*EXERCISE AIM*: Copy the records from the line containing "in white helmet?" through the line containing "[0,681,34,798]", both included, with every request line unchanged. Multiply each bounding-box coordinate in the answers by 0.4 and round to the nearest whole number, rounding halves up.

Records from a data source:
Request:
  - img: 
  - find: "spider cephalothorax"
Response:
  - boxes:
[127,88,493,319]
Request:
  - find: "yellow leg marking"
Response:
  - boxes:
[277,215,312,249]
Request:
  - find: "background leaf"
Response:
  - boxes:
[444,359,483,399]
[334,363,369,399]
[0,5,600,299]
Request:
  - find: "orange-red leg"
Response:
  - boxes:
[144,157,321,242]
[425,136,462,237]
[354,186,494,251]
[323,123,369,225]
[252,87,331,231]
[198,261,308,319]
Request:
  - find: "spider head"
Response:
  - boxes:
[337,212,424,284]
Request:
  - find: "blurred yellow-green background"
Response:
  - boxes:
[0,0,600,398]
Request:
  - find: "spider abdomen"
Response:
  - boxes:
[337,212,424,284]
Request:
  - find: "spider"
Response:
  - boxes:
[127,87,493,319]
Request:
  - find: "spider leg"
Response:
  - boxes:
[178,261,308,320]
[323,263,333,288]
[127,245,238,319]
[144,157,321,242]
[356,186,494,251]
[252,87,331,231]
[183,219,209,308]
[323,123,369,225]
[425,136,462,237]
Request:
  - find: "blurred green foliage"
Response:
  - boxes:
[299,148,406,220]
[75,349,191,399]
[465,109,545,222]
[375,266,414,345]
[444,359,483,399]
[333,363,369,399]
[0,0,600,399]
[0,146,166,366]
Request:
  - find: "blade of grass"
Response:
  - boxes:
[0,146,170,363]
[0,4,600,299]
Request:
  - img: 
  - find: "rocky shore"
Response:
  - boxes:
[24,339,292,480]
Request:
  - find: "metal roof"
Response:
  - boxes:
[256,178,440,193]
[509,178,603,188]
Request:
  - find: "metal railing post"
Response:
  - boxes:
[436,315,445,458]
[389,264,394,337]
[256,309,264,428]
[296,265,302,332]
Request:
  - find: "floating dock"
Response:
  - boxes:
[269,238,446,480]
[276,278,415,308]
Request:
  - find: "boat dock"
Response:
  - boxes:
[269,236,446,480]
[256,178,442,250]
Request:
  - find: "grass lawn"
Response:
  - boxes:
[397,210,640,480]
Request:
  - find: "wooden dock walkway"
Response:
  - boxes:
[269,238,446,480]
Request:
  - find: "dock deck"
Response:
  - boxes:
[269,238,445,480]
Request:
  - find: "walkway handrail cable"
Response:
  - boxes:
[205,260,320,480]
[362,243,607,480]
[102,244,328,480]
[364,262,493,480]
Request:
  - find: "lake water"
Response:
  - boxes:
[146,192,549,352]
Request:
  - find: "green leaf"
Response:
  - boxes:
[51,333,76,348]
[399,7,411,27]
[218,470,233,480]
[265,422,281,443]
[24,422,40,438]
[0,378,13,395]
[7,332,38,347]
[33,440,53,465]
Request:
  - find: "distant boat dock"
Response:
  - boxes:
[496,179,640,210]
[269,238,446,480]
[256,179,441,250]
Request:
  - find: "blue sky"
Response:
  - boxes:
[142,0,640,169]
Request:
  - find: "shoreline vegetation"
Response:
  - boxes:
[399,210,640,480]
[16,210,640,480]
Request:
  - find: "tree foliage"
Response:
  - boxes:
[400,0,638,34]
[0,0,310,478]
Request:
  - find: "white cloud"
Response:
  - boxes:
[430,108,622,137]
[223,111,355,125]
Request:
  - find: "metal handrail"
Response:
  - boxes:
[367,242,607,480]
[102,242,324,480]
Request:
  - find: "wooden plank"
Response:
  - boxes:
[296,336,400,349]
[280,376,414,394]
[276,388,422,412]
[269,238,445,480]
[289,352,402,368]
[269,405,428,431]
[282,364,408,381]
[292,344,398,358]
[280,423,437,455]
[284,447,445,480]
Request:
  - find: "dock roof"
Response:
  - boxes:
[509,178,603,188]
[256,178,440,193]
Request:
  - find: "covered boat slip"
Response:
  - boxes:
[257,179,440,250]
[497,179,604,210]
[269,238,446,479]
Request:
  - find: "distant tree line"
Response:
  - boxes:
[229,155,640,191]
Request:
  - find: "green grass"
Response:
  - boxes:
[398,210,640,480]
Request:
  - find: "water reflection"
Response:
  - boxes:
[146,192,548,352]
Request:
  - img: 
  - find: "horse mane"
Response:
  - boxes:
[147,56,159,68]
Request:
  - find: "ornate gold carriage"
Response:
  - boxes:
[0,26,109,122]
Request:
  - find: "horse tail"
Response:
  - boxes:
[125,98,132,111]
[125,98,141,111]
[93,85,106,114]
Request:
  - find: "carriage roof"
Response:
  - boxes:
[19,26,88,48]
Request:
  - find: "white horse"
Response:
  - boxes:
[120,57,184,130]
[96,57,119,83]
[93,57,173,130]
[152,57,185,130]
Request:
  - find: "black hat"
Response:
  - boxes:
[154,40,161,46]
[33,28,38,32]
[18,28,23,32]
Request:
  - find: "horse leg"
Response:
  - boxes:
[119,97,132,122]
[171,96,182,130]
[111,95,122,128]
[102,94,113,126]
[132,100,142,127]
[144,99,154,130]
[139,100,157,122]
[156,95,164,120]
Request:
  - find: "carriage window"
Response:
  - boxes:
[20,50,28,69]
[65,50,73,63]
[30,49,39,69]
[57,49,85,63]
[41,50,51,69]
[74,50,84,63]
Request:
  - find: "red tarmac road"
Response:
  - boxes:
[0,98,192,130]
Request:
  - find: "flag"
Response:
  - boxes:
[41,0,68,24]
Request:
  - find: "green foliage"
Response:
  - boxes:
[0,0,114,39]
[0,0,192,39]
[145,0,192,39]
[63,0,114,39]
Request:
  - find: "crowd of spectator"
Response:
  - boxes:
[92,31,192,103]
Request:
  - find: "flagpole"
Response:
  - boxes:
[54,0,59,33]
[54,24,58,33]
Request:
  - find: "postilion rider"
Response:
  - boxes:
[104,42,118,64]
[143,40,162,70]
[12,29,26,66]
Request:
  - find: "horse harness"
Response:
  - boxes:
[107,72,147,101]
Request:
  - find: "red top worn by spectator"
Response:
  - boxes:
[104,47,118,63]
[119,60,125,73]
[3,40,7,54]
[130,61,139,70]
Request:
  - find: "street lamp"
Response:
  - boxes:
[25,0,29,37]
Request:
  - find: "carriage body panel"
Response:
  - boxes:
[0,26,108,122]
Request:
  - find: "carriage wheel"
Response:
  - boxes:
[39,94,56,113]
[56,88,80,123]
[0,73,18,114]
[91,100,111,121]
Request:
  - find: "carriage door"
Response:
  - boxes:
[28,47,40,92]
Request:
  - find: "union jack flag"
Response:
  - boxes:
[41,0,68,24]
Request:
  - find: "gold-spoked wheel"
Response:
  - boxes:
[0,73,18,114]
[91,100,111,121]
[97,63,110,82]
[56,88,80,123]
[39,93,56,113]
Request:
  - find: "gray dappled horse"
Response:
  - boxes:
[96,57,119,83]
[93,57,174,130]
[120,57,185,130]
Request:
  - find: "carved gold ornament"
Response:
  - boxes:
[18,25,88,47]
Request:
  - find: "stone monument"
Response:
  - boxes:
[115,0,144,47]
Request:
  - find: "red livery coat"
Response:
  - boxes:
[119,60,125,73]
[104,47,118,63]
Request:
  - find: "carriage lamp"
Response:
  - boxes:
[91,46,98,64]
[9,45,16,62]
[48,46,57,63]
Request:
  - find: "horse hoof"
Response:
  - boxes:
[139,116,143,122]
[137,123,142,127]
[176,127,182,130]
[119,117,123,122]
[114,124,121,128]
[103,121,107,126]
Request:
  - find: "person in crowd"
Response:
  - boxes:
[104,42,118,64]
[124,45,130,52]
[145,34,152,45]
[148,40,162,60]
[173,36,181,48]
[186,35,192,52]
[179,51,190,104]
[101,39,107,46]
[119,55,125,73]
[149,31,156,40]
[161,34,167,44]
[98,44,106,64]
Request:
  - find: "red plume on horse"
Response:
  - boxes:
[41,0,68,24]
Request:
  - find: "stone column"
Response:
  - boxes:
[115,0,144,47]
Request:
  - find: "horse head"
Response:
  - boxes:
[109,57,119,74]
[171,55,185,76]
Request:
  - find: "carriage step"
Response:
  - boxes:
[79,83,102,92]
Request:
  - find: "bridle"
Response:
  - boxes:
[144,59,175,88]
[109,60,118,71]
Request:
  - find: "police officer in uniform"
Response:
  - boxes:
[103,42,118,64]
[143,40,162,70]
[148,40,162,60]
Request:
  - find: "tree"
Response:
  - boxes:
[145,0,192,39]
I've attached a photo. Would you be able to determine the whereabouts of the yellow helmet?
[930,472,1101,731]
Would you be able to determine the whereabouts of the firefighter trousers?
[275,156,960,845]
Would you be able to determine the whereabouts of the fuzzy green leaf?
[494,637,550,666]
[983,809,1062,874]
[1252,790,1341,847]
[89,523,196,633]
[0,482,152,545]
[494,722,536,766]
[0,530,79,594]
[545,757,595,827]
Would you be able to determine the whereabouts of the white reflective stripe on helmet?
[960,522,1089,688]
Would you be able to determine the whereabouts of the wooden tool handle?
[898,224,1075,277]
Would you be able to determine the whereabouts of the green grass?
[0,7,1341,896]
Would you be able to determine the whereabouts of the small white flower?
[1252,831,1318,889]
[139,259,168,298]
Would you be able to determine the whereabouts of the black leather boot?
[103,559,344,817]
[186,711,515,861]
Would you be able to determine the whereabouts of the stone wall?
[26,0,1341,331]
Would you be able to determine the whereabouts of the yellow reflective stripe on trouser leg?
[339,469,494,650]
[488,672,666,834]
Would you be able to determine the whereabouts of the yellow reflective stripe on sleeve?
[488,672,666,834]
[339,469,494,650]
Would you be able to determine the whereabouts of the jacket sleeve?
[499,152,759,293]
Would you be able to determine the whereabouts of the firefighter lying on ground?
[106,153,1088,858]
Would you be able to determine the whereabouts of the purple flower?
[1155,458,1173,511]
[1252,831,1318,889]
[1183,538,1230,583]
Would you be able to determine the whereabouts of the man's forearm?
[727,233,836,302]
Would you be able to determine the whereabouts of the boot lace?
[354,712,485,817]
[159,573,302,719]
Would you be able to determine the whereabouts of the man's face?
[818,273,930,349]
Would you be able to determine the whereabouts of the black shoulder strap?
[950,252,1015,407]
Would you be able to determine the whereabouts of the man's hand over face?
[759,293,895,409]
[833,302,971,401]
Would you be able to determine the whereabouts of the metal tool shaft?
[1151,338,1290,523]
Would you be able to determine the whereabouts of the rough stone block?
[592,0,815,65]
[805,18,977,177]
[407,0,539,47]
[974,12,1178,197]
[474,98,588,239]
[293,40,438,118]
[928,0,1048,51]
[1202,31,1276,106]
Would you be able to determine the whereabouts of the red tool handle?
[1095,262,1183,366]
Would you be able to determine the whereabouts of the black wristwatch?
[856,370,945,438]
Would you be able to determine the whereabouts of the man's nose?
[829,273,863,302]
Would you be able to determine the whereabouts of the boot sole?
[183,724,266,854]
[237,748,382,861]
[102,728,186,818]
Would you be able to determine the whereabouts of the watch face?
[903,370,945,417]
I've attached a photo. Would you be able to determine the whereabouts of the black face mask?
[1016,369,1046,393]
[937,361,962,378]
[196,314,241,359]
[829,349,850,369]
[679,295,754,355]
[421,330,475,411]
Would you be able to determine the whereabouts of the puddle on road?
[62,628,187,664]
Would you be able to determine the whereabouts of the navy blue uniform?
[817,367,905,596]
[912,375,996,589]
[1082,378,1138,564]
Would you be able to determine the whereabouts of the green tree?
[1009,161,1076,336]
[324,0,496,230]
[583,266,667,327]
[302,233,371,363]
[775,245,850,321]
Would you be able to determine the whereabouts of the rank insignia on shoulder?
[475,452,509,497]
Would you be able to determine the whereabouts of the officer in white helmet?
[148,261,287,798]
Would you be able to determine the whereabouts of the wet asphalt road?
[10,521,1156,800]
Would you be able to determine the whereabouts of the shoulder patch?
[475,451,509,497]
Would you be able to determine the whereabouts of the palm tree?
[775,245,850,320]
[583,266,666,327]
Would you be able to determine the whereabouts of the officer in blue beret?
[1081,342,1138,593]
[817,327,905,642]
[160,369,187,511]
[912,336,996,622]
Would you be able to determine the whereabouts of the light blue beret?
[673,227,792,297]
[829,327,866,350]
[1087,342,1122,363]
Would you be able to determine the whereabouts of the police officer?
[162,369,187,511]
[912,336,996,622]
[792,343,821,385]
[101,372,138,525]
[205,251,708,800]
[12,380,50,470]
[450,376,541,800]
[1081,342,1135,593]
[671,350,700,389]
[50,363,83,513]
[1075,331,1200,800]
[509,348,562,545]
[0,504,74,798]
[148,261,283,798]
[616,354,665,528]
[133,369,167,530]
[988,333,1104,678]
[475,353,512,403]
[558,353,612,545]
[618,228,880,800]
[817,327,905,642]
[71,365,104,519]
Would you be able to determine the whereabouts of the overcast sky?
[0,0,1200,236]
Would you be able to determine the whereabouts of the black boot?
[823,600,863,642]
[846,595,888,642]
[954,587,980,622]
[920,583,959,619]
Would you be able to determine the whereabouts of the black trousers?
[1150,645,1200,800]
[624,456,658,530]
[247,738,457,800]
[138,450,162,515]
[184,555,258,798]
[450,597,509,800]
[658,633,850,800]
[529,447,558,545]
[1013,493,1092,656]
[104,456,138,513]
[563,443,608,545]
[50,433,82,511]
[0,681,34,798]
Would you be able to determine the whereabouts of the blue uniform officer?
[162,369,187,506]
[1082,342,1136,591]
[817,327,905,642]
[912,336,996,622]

*RESULT OF THE EXERCISE*:
Would you be able to determine the whereabouts of the officer in white helmet?
[59,104,115,319]
Would you be able to determine the whereabouts of the wet asphalt road?
[4,208,462,320]
Would you be able to determine the whereabouts of the shoulder patch?
[190,180,204,199]
Would you be able to determine the whereabouts of the palm tree?
[310,98,340,128]
[233,106,266,131]
Would you be able to determine the whereabouts of the officer in blue beret?
[432,137,455,237]
[327,131,362,257]
[64,148,75,204]
[365,134,398,249]
Would you be able to determine the whereabouts of the light blue beret?
[269,91,317,119]
[332,131,346,140]
[435,137,449,145]
Would you be able to determine the whereabouts of the police officer?
[65,148,75,204]
[365,134,398,249]
[317,137,328,154]
[40,149,55,210]
[82,100,283,320]
[5,152,20,188]
[180,150,216,320]
[432,137,454,237]
[268,140,280,156]
[20,145,33,205]
[430,132,480,320]
[204,139,225,218]
[0,202,30,319]
[59,104,113,319]
[246,142,266,211]
[53,148,67,212]
[395,133,442,271]
[190,141,205,161]
[223,141,245,218]
[247,91,352,320]
[327,131,362,257]
[28,146,42,208]
Would you be able to determine the whereabouts of the overcast sky?
[0,0,480,94]
Would you be able to determine the whereabouts of the black boot?
[329,240,345,257]
[338,238,355,257]
[382,235,392,249]
[368,233,384,248]
Would you be able to determine the whereabouts of the black trousers?
[460,258,480,320]
[250,182,263,212]
[99,295,183,320]
[55,180,65,206]
[74,222,103,319]
[180,239,204,320]
[263,253,340,320]
[212,179,223,218]
[405,197,437,262]
[42,182,55,205]
[225,177,243,218]
[20,173,33,204]
[0,272,14,319]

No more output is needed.